▶ _AIM OF THE TASK_
Return each record shown beneath, word for word.

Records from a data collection
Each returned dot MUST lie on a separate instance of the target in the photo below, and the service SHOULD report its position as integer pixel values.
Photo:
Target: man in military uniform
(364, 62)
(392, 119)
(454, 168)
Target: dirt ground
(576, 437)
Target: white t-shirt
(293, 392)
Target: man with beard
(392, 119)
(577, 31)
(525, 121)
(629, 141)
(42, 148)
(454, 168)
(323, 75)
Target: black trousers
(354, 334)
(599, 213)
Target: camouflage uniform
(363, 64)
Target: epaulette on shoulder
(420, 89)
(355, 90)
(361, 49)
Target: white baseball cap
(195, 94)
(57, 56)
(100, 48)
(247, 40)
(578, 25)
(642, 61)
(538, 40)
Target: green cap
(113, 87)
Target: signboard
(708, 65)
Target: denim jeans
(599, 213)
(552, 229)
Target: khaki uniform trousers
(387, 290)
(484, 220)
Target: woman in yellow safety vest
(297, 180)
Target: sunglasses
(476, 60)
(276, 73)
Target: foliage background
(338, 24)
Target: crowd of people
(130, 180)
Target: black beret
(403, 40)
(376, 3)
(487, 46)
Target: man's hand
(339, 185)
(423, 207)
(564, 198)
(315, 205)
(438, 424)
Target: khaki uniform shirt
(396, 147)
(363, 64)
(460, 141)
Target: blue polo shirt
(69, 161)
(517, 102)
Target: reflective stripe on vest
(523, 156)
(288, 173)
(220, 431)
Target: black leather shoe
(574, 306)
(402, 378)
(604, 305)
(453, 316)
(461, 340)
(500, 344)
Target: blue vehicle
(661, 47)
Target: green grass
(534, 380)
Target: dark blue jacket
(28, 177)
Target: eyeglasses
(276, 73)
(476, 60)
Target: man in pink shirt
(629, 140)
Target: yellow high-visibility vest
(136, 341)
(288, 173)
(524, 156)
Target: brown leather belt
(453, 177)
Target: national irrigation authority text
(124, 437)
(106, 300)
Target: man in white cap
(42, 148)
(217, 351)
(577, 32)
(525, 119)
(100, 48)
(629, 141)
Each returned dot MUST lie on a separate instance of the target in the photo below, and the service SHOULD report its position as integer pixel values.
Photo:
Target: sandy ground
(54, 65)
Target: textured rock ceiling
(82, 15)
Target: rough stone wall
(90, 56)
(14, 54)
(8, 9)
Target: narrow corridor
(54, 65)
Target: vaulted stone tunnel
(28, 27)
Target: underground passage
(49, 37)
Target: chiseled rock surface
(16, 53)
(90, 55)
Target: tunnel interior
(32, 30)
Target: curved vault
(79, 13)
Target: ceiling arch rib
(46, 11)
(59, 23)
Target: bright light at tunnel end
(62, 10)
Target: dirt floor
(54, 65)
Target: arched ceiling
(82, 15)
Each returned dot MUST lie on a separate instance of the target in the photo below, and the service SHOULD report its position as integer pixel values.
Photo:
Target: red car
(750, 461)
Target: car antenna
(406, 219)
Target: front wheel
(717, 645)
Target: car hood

▶ _YOUR SOLUTION_
Each returned dot MUST lie on a separate instance of the target in the photo below, and the service SHOULD report its position as integer pixel values.
Photo:
Target: man in military uniform
(364, 62)
(392, 119)
(454, 168)
Target: dirt ground
(576, 437)
Target: white t-shirt
(293, 392)
Target: man with beard
(392, 119)
(577, 31)
(525, 121)
(629, 141)
(42, 148)
(454, 168)
(323, 75)
Target: black trousers
(354, 334)
(599, 213)
Target: camouflage uniform
(363, 64)
Target: epaulette on shoulder
(420, 89)
(355, 90)
(361, 49)
Target: white baseball cap
(195, 94)
(57, 56)
(100, 48)
(247, 40)
(578, 25)
(642, 61)
(538, 40)
Target: green cap
(113, 87)
Target: signboard
(708, 65)
Target: denim jeans
(599, 213)
(552, 229)
Target: khaki uniform trousers
(387, 290)
(484, 220)
Target: woman in yellow safety vest
(297, 180)
Target: sunglasses
(476, 60)
(276, 73)
Target: foliage background
(338, 24)
Target: crowd of people
(130, 180)
Target: black beret
(403, 40)
(376, 3)
(487, 46)
Target: man's hand
(339, 185)
(423, 207)
(564, 198)
(315, 205)
(438, 424)
Target: khaki uniform shirt
(396, 147)
(363, 64)
(460, 141)
Target: blue polo shirt
(69, 161)
(517, 102)
Target: reflective stripe on vest
(523, 156)
(288, 173)
(220, 431)
Target: black leather shoe
(574, 306)
(402, 378)
(604, 305)
(453, 316)
(461, 340)
(500, 344)
Target: blue vehicle
(661, 47)
Target: green grass
(534, 380)
Target: dark blue jacket
(28, 177)
Target: eyeglasses
(276, 73)
(476, 60)
Target: man in pink shirt
(629, 140)
Target: yellow high-visibility vest
(136, 341)
(288, 173)
(524, 156)
Target: brown leather belt
(453, 177)
Target: national irrigation authority text
(124, 437)
(106, 300)
Target: man in white cap
(42, 148)
(217, 351)
(577, 32)
(525, 119)
(100, 48)
(629, 141)
Each returned dot MUST lie on a separate instance of the target in the photo below, and the service SHOULD report its position as integer pixel values.
Photo:
Target: sandy ground
(54, 65)
Target: textured rock ceiling
(82, 15)
Target: rough stone wall
(90, 56)
(14, 54)
(8, 9)
Target: narrow corridor
(54, 65)
Target: vaulted stone tunnel
(28, 27)
Target: underground passage
(49, 37)
Target: chiseled rock surface
(16, 53)
(90, 55)
Target: tunnel interior
(32, 30)
Target: curved vault
(79, 13)
Target: ceiling arch rib
(46, 11)
(59, 23)
Target: bright light at tunnel end
(62, 10)
Target: dirt floor
(54, 65)
Target: arched ceiling
(82, 15)
Each returned dot MUST lie on a separate instance of the target in the photo below, and the service SHOULD report its position as integer pixel values.
Photo:
Target: red car
(750, 461)
Target: car antenna
(406, 219)
Target: front wheel
(717, 645)
Target: car hood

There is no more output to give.